Study Finds the First Genes Associated with General Cognitive Function

Study Finds the First Genes Associated with General Cognitive Function
Study Finds the First Genes Associated with General Cognitive Function

Researchers have identified genes associated with people’s general cognitive function – how we process information. 

An international team including researchers from the Centre for Healthy Brain Ageing (CHeBA) at UNSW Australia found significant small signals from four genetic regions that were associated with having stronger thinking skills. These regions contained genes that have previously been associated with neurological and psychiatric states. 

The study, published in Molecular Psychiatry, was conducted under the auspices of the CHARGE (Cohorts for Heart and Aging Research in Genetic Epidemiology) Consortium.  It analysed data from 54,000 people aged more than 45 years old who had taken part in 31 cohort studies including CHeBA’s Sydney Memory & Ageing Study and the Older Australian Twins Study

Using DNA data, the scientists found general cognitive function was 28 percent heritable in people aged more than 45 years old.

Co-Director of the Centre for Healthy Brain Ageing, Professor Perminder Sachdev said “This study sets the parameters within which gene discovery should be pursued.  The discovery of specific genes that influence cognitive function in later life may be related to brain development, maintenance or degeneration, and knowledge of their specific roles can help understand the mechanisms of disease, and ultimately find strategies to alter these mechanisms.”

The participants had all taken a variety of memory and thinking tests which were summarised as a general cognitive ability score. All had genetic testing that examined their DNA in hundreds of thousands of locations. None had dementia or stroke.

**ASSIGNMENT 1**
Summarize the article on genes and general cognitive function in two sentences.
**ASSIGNMENT 2**
Write the next part of the article on genes and general cognitive function, continuing from its last sentence.

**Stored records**
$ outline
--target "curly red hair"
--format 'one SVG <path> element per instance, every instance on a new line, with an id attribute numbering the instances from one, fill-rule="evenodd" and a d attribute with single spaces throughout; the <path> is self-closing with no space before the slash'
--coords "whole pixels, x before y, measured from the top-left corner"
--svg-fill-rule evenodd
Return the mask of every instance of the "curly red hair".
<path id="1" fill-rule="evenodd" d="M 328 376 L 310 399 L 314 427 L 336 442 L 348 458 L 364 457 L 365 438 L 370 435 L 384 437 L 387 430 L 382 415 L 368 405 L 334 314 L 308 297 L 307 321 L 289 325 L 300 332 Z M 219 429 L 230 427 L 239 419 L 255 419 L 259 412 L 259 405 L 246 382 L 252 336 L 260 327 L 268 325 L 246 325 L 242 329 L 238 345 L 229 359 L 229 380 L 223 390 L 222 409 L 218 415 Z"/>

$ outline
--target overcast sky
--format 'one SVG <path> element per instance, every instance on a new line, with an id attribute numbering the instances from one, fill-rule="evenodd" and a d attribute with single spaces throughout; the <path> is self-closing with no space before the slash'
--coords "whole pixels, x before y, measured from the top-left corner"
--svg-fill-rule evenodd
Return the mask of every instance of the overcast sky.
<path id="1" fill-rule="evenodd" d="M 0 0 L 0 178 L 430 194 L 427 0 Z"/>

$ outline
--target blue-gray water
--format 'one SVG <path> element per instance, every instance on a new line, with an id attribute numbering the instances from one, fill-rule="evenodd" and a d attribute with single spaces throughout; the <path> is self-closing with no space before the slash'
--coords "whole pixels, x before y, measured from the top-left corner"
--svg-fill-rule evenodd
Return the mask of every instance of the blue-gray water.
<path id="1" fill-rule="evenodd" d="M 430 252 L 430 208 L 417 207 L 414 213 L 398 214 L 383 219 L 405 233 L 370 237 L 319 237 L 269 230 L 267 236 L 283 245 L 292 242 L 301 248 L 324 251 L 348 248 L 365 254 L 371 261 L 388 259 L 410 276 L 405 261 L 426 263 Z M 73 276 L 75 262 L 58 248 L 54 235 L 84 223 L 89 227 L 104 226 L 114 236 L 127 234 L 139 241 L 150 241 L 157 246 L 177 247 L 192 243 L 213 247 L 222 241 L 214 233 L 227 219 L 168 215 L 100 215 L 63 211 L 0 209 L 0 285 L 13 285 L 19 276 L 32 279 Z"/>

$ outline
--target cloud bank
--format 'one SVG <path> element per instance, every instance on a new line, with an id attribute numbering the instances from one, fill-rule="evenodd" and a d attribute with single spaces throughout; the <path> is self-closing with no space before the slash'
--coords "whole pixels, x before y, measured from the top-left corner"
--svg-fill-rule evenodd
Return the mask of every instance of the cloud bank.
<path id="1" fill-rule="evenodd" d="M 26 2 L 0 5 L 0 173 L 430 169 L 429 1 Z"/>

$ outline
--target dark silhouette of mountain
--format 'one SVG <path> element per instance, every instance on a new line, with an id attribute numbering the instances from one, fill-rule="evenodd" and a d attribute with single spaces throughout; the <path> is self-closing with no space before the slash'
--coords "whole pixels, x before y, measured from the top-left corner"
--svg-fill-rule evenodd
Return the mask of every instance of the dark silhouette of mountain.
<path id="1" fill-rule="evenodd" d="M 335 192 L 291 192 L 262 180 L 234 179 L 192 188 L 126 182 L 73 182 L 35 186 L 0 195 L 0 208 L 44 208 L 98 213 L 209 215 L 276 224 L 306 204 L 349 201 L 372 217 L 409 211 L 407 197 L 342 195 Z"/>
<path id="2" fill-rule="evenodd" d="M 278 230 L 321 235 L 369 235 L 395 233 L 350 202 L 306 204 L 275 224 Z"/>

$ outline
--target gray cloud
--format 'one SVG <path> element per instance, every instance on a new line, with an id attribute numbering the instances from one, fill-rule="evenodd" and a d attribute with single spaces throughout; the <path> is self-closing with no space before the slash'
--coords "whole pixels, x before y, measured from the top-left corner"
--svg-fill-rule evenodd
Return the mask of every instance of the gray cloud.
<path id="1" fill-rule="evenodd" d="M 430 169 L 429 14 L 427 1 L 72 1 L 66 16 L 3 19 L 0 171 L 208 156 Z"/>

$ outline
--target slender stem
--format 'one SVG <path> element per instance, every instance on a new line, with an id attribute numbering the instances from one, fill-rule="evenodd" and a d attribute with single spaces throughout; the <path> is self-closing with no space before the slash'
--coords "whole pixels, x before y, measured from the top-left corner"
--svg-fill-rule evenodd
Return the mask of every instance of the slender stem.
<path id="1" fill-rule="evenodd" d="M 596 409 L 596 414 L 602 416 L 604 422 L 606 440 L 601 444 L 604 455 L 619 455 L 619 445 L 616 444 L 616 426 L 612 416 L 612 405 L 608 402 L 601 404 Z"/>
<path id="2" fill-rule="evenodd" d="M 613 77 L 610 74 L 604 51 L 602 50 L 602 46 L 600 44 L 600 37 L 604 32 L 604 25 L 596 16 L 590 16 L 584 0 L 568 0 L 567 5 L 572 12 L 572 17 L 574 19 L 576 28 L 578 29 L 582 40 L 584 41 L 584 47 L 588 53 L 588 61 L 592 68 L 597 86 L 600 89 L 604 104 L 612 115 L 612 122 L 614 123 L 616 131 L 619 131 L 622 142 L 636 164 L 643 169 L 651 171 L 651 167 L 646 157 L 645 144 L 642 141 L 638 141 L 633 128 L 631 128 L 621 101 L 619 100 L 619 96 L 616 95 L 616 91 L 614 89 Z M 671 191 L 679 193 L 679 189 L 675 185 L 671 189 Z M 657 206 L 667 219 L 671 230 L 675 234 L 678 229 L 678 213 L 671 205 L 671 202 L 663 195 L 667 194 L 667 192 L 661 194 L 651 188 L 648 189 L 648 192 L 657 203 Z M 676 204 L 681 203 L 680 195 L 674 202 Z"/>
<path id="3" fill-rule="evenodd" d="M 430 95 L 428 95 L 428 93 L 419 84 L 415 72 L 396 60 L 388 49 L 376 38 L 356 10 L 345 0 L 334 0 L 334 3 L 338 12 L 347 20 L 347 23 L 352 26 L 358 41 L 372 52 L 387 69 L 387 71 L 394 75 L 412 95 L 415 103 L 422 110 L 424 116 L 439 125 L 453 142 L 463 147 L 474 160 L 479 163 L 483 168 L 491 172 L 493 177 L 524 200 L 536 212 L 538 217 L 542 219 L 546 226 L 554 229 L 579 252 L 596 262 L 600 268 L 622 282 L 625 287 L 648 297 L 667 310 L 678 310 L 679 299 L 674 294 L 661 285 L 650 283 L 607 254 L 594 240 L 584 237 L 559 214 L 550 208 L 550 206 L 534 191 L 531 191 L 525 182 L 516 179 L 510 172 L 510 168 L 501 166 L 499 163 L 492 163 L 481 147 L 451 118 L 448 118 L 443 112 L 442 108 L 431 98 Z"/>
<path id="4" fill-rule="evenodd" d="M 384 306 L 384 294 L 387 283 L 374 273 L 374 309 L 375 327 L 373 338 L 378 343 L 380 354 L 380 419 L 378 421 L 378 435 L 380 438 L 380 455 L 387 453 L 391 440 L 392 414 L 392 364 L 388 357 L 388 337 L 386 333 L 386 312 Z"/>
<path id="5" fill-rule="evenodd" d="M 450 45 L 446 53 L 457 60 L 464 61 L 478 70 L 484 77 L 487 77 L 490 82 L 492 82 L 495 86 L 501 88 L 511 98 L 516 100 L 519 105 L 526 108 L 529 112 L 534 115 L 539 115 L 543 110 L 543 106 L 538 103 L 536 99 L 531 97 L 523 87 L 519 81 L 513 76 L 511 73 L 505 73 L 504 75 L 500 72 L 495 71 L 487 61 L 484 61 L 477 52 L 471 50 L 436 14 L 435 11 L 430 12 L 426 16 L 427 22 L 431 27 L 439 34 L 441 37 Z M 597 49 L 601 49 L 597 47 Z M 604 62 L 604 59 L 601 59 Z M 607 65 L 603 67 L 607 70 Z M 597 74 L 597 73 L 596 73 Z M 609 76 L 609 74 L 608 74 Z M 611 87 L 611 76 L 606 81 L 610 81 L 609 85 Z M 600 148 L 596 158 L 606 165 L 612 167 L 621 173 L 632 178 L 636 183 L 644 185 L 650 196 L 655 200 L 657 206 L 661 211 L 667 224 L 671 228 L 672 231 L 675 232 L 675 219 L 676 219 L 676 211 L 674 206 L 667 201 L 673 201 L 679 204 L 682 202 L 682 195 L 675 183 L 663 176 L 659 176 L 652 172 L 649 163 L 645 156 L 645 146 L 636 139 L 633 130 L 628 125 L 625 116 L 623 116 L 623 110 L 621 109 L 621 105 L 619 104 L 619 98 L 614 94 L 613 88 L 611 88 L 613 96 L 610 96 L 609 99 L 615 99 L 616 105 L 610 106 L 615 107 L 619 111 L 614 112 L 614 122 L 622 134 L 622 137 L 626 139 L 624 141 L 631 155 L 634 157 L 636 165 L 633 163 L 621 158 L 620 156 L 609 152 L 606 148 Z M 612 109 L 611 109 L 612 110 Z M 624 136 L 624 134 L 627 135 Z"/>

**WRITTEN REPLY 1**
An international team including researchers from CHeBA at UNSW Australia found significant small signals from four genetic regions associated with stronger thinking skills, in a study that analyzed data from 54,000 people over 45 who had taken part in 31 cohort studies. Using DNA data, the scientists found that general cognitive function was 28 percent heritable in people of that age.

**WRITTEN REPLY 2**
Professor Ian Deary, Director of the Centre for Cognitive Ageing and Cognitive Epidemiology (CCACE), The University of Edinburgh, who led the research said, “Before this study we knew that general thinking skills in older age were heritable to some extent, but we did not know which genes were involved. These small genetic signals are like the first lights on a distant shore. We find that, with these types of genetic studies, the larger the number of people tested, the more genetic signals emerge. These findings are exciting in themselves, but they herald more such discoveries as the studies grow in size.”

Professor Sachdev said that CHeBA contributes a number of international collaborations to accelerate positive outcomes in ageing research, particularly in relation to Alzheimer’s disease and other dementias. 

“These international collaborations not only provide large sample sizes necessary to address some of the questions, they also provide the ability to replicate the findings of one study in another in a different geographical and ethnic group, and also determine which risk and protective factors are truly universal,” Professor Sachdev said. 

The study involved researchers in Australia, Austria, Croatia, Finland, France, Germany, Holland, Iceland, Ireland, Norway, Sweden, the UK and the US.